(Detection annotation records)
+ + +

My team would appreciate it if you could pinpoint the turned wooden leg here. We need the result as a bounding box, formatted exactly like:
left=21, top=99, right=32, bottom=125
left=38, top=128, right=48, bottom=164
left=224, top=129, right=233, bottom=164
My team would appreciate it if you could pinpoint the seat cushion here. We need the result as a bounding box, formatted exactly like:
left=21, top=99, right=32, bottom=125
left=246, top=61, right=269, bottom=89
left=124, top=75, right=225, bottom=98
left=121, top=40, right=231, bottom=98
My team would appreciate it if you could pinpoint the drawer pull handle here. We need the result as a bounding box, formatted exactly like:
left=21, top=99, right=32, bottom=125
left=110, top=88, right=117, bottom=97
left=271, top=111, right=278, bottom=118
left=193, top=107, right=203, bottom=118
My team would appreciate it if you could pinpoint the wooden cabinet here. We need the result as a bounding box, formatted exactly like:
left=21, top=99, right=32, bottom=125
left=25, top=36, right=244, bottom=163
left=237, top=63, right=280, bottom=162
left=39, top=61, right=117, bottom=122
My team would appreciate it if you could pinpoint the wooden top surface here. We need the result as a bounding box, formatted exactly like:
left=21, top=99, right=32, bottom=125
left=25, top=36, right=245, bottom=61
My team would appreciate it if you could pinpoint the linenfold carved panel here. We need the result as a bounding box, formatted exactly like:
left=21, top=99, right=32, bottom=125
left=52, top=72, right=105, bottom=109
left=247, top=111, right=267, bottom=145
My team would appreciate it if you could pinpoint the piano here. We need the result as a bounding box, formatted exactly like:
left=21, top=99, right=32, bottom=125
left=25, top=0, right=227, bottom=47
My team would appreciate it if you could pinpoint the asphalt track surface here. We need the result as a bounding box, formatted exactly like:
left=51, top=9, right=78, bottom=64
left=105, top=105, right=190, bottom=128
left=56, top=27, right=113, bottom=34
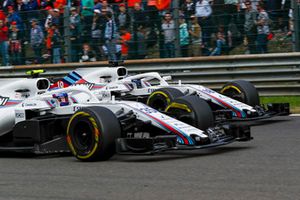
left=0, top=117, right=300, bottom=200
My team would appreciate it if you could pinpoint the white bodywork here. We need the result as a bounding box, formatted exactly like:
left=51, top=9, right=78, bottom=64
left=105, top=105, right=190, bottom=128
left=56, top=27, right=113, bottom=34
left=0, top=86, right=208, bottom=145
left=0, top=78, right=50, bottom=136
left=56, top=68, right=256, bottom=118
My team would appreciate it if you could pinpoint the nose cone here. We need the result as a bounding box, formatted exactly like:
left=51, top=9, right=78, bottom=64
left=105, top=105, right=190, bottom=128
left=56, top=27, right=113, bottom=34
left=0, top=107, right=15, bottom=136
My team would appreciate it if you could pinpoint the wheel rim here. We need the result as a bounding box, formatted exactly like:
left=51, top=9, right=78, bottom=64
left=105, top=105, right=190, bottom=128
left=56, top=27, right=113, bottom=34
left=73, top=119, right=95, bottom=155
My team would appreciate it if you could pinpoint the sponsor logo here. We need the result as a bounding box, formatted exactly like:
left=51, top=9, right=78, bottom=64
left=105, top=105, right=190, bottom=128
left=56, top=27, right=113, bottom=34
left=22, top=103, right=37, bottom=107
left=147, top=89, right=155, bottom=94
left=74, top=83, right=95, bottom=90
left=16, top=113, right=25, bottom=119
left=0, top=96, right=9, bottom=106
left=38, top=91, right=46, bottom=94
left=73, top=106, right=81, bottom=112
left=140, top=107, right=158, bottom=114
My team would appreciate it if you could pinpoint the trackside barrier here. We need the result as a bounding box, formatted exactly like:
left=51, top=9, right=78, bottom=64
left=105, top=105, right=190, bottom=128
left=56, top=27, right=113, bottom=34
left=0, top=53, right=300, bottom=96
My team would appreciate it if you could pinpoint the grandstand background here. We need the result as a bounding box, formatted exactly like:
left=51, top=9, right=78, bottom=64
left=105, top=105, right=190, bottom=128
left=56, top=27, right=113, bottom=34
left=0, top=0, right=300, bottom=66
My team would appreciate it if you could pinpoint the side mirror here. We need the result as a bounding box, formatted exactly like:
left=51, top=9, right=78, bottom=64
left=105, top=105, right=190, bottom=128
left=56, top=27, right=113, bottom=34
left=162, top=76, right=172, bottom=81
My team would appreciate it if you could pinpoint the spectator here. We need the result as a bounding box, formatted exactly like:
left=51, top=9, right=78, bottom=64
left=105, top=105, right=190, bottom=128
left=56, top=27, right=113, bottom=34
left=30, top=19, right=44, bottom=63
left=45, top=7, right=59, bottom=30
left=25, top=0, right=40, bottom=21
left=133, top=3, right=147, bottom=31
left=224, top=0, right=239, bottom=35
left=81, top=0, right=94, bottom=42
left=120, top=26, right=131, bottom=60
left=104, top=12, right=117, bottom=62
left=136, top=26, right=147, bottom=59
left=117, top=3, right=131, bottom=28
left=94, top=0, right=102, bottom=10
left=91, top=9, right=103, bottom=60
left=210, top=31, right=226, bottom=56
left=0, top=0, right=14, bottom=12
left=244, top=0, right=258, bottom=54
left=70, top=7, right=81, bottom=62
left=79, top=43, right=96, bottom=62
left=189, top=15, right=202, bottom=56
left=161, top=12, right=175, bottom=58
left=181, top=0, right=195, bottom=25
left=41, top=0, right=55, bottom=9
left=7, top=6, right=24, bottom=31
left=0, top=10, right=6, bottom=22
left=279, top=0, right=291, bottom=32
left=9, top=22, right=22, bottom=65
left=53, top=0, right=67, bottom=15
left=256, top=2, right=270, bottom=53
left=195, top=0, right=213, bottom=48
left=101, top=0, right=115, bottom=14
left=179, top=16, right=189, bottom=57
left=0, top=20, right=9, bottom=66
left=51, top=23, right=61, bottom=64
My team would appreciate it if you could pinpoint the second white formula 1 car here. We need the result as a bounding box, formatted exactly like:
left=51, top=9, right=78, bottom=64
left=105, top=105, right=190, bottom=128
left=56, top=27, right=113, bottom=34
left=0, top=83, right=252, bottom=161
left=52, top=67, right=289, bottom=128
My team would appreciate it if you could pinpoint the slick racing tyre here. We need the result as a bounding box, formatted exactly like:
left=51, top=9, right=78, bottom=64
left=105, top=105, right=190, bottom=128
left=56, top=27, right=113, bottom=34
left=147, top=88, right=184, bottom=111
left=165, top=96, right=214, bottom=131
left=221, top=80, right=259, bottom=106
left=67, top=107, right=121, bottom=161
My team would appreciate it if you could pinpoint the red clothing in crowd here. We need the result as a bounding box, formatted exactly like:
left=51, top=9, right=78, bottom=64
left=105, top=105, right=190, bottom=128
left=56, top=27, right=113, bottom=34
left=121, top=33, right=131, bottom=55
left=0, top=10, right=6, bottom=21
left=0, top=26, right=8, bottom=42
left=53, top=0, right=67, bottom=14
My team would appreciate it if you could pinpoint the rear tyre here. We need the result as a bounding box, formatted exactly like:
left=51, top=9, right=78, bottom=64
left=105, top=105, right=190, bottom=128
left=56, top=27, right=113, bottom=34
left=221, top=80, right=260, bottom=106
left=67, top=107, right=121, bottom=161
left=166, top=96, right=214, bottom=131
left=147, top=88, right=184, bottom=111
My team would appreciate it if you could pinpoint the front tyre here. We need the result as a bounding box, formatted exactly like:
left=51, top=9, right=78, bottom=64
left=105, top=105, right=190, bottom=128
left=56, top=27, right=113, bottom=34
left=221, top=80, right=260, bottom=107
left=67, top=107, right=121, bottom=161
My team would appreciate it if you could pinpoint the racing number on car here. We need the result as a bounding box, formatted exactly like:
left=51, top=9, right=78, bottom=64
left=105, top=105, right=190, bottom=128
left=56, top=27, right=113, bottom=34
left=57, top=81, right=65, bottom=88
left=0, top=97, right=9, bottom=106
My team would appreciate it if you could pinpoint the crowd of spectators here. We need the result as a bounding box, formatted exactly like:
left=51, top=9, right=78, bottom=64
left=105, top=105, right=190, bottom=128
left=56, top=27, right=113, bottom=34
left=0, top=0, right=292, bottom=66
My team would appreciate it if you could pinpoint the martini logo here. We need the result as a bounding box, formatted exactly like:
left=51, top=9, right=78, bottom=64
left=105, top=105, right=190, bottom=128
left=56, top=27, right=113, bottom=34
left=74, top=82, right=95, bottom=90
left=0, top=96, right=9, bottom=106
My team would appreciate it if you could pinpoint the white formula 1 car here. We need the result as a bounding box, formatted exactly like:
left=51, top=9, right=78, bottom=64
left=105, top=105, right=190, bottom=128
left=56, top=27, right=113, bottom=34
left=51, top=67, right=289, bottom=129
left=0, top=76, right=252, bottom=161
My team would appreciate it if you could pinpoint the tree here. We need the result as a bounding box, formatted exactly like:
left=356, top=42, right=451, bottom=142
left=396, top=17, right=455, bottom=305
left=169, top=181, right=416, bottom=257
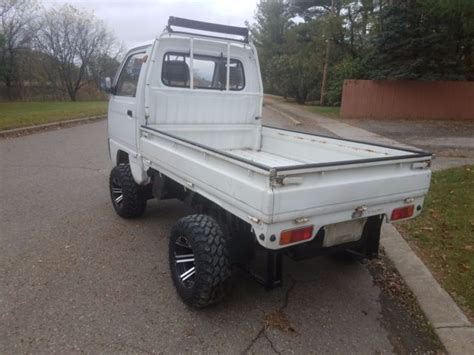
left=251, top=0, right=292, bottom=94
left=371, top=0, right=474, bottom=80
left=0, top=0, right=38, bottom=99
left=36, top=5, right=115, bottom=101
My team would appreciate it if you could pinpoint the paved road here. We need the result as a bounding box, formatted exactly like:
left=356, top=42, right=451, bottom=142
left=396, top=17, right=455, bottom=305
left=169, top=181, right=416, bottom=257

+ + +

Exercise instructions |
Recast the lines of the listing, from its first line through the line containing "left=121, top=40, right=231, bottom=98" (both included), as a numbered list, omitting any blank lines.

Result for this task |
1. My team would appreciate it if you could pinpoint the turned wooden leg here. We need the result as a bounding box, formatted exactly like:
2. left=21, top=99, right=32, bottom=125
3. left=38, top=128, right=48, bottom=164
4. left=224, top=129, right=233, bottom=164
5. My team would appreciate it if you could pinpoint the seat cushion here. We need the result as a bounding box, formatted exactly like:
6. left=21, top=99, right=32, bottom=125
7. left=246, top=61, right=269, bottom=89
8. left=124, top=75, right=225, bottom=98
9. left=121, top=40, right=231, bottom=98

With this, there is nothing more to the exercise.